• Task to carry out
Reproduce every item below character for character, omitting the pictures.

• Data extract
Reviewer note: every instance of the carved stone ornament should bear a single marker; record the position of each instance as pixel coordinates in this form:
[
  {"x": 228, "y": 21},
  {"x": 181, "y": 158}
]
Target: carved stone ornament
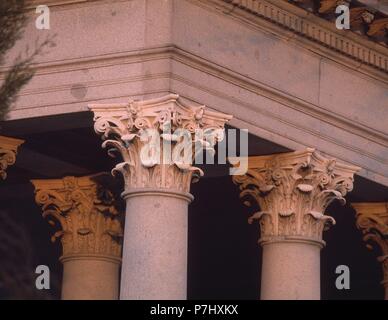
[
  {"x": 8, "y": 151},
  {"x": 293, "y": 191},
  {"x": 125, "y": 127},
  {"x": 372, "y": 220},
  {"x": 86, "y": 213}
]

• The result
Reviewer note: every instance of the carved stone ornament should bear a single marker; record the position of each instance as pixel coordinates in this form:
[
  {"x": 228, "y": 21},
  {"x": 181, "y": 158}
]
Target: carved stone ornament
[
  {"x": 8, "y": 151},
  {"x": 293, "y": 191},
  {"x": 125, "y": 127},
  {"x": 372, "y": 220},
  {"x": 86, "y": 213}
]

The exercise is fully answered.